WHAT IS REQUIRED
Write out the stretch of lines below that begins at the line with "negative clicks: (23, 203) (9, 206)" and ends at the line with "positive clicks: (202, 222)", including both, exactly as given and nothing more.

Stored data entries
··········

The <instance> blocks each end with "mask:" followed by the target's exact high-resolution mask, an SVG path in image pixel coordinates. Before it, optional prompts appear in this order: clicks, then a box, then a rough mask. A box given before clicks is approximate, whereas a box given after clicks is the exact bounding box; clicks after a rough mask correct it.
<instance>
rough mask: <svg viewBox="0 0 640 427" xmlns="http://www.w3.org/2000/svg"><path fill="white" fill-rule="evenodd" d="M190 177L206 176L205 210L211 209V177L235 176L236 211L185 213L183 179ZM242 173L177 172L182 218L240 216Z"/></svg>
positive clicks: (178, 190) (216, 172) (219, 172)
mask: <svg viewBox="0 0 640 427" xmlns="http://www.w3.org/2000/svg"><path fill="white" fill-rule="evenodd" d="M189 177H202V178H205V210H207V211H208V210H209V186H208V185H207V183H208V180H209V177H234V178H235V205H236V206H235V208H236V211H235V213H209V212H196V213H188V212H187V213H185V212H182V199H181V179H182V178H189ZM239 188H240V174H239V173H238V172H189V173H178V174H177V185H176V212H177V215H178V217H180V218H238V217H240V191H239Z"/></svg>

··········

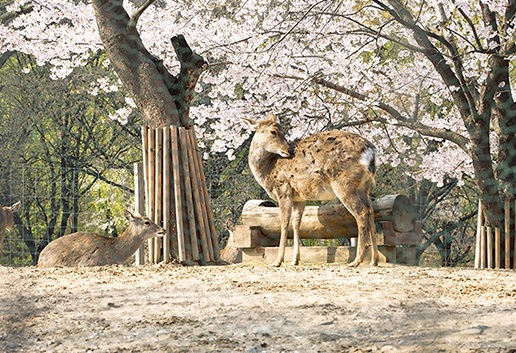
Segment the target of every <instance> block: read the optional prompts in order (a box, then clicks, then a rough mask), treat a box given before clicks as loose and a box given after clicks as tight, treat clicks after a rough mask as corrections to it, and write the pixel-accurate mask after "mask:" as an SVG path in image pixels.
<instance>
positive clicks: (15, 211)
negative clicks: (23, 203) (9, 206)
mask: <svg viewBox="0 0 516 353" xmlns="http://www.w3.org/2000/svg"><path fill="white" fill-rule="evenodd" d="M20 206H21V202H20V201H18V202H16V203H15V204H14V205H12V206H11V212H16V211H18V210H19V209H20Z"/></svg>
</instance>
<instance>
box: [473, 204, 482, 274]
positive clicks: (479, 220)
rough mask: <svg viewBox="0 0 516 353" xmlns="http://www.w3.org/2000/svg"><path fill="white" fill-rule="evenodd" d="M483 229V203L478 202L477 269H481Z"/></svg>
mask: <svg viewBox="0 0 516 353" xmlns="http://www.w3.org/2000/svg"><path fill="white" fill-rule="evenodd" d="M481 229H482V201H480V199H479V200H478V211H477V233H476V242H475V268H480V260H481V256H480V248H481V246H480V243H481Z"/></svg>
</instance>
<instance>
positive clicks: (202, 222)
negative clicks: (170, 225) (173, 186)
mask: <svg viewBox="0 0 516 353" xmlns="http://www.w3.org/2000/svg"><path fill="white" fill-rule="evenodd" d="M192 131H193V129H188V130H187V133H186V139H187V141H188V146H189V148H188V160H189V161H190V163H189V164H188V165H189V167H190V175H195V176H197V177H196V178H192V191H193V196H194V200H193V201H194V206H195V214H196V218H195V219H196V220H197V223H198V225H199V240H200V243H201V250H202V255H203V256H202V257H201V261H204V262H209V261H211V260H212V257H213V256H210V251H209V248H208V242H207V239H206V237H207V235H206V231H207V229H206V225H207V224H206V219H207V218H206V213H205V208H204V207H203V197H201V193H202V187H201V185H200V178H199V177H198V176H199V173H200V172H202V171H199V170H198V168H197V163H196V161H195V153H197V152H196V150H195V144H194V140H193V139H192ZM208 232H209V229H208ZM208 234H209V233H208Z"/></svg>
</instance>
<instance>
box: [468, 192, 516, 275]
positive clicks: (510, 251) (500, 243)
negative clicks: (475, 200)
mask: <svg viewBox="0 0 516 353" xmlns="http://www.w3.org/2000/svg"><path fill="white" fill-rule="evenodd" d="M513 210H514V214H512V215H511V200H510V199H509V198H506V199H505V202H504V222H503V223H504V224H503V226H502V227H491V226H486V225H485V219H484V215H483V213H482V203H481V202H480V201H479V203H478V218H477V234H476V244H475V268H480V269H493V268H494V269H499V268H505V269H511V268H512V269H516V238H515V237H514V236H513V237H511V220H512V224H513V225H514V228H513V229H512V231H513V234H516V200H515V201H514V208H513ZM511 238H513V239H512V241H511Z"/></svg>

··········

ANSWER TO THIS PROBLEM
negative clicks: (23, 203) (9, 206)
mask: <svg viewBox="0 0 516 353" xmlns="http://www.w3.org/2000/svg"><path fill="white" fill-rule="evenodd" d="M20 206H21V202H20V201H18V202H16V203H15V204H14V205H12V206H11V212H16V211H18V210H19V209H20Z"/></svg>
</instance>
<instance>
box: [473, 204, 482, 274]
positive clicks: (479, 220)
rough mask: <svg viewBox="0 0 516 353" xmlns="http://www.w3.org/2000/svg"><path fill="white" fill-rule="evenodd" d="M483 229V203L478 202L477 269H481Z"/></svg>
mask: <svg viewBox="0 0 516 353" xmlns="http://www.w3.org/2000/svg"><path fill="white" fill-rule="evenodd" d="M481 229H482V201H480V199H479V200H478V211H477V233H476V242H475V268H480V260H481V256H480V248H481V246H480V243H481Z"/></svg>
</instance>
<instance>
positive clicks: (202, 222)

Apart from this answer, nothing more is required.